Data items
****************

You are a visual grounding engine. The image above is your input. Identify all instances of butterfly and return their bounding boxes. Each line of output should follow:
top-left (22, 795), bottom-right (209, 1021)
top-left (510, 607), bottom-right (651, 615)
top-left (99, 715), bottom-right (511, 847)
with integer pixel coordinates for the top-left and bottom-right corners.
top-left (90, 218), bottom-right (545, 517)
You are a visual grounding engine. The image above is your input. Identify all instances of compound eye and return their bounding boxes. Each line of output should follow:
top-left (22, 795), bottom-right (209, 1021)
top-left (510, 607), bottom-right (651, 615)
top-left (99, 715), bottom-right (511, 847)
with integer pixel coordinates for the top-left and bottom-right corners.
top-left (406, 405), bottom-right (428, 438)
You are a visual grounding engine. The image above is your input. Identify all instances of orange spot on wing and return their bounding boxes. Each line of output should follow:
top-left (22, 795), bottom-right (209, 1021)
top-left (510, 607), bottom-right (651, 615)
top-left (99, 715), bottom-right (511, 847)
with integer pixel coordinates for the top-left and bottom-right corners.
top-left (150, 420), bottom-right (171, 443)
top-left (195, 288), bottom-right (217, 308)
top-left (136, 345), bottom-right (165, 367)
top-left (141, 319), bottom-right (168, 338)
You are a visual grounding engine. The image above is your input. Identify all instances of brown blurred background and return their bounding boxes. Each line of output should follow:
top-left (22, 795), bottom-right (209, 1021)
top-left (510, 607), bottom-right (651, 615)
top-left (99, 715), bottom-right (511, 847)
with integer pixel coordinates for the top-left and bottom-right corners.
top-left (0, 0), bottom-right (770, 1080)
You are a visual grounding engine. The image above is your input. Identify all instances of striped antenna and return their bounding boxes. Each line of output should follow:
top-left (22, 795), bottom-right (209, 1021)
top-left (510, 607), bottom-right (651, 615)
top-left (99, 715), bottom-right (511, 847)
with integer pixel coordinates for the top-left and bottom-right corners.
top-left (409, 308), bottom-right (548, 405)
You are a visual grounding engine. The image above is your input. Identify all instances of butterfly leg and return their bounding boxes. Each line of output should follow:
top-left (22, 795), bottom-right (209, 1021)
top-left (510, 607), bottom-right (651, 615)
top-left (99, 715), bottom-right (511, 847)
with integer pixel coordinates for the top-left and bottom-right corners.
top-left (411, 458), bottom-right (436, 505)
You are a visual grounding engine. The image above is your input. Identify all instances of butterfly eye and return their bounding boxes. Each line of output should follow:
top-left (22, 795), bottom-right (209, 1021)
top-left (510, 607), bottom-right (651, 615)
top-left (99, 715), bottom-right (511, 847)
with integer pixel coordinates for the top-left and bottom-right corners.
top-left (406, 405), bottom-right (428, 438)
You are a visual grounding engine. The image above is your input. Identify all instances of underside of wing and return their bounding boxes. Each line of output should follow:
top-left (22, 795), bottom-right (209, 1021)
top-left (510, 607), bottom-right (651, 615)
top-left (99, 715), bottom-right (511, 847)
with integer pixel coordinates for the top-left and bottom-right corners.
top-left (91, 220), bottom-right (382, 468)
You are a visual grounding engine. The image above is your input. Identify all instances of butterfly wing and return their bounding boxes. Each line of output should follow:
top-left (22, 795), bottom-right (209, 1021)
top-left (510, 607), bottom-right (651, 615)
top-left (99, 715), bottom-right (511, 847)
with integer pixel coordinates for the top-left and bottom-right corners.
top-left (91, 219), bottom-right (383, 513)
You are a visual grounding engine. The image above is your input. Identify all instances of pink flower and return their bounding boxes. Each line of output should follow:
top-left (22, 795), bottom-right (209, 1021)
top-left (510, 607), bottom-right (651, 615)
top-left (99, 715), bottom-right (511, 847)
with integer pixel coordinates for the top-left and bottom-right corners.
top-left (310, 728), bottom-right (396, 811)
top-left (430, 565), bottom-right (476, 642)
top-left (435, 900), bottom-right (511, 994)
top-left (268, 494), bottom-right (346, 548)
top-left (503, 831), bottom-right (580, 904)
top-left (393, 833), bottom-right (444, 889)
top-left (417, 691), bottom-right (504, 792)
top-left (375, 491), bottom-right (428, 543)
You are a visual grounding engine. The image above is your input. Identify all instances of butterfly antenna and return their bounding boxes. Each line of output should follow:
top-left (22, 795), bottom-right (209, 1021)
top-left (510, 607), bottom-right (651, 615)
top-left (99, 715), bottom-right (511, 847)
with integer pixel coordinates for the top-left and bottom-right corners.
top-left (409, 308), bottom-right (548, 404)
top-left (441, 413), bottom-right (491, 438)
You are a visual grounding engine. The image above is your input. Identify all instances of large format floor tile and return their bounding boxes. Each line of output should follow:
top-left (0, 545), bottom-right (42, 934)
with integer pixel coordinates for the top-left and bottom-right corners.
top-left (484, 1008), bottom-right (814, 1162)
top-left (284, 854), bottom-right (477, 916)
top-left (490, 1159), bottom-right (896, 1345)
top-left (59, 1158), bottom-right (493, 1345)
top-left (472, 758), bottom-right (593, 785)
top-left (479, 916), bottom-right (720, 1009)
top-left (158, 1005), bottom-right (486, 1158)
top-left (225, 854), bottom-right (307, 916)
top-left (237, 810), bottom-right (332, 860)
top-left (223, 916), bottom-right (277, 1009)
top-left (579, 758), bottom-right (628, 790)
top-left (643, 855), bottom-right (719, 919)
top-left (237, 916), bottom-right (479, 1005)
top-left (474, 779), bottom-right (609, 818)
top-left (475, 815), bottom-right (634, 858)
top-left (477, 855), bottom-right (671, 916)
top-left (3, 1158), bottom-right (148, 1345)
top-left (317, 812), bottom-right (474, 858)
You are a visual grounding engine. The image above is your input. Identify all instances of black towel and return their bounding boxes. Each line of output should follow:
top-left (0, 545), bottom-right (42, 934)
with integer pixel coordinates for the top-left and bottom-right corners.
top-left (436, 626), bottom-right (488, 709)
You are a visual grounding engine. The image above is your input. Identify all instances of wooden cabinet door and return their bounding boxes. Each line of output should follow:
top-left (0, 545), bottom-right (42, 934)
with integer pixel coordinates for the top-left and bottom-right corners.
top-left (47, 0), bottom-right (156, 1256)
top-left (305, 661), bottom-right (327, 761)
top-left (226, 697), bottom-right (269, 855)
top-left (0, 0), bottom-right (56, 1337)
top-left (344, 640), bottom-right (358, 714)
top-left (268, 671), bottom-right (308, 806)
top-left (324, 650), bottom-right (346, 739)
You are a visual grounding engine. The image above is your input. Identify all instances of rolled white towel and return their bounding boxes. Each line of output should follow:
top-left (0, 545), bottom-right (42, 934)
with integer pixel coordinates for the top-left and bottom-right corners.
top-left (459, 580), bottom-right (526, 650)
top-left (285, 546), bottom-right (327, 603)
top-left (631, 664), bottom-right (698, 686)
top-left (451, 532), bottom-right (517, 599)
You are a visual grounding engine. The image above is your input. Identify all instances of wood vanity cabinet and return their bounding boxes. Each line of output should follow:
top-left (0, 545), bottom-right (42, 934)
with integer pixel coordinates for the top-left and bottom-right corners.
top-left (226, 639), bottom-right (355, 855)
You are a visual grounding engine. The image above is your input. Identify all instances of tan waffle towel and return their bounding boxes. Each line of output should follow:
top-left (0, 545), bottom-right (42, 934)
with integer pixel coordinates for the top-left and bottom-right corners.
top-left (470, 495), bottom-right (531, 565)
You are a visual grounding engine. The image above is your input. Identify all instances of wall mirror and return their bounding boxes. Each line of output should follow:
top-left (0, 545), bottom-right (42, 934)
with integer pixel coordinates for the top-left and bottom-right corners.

****************

**What is required:** Give exactly the lines from the one with "instances of wooden" to the end of the entries, nothing before them.

**Task answer:**
You are a visual grounding engine. The image above is your input. Identify all instances of wooden cabinet door and return their bounding boxes. Each line of output should follow:
top-left (0, 545), bottom-right (42, 934)
with integer pixel coordinates for the top-left and bottom-right corners.
top-left (47, 0), bottom-right (156, 1256)
top-left (305, 661), bottom-right (327, 761)
top-left (226, 697), bottom-right (269, 855)
top-left (0, 0), bottom-right (56, 1337)
top-left (344, 640), bottom-right (358, 714)
top-left (268, 671), bottom-right (308, 806)
top-left (324, 650), bottom-right (346, 739)
You are a visual grounding engine. The image above is your input. Identify all instances of rolled white towel and return their bounding boxes. Each line of output should follow:
top-left (0, 545), bottom-right (42, 934)
with integer pixel coordinates for the top-left and bottom-right corners.
top-left (459, 580), bottom-right (526, 650)
top-left (285, 546), bottom-right (327, 603)
top-left (631, 664), bottom-right (698, 686)
top-left (451, 532), bottom-right (517, 599)
You are a visual grounding engine. The image above is your input. Identify all instances of wood vanity cabinet and return their bounding boxes. Each line of output should follow:
top-left (0, 545), bottom-right (42, 934)
with integer pixel coordinates for the top-left and bottom-right corners.
top-left (226, 639), bottom-right (355, 855)
You are a visual grounding engine. The image above is your input. Identify all instances of tan waffle towel and return their bounding boxes. Each line of output should follow:
top-left (0, 545), bottom-right (42, 934)
with integer pixel coordinates for the top-left and bottom-right corners.
top-left (470, 495), bottom-right (531, 565)
You are a visual grounding engine. The image above is your input. Identify all instances of wall mirror and return their bounding boxes. Each line of output should follow:
top-left (0, 545), bottom-right (42, 934)
with integer pixel coordinates for the top-left and bottom-right corners.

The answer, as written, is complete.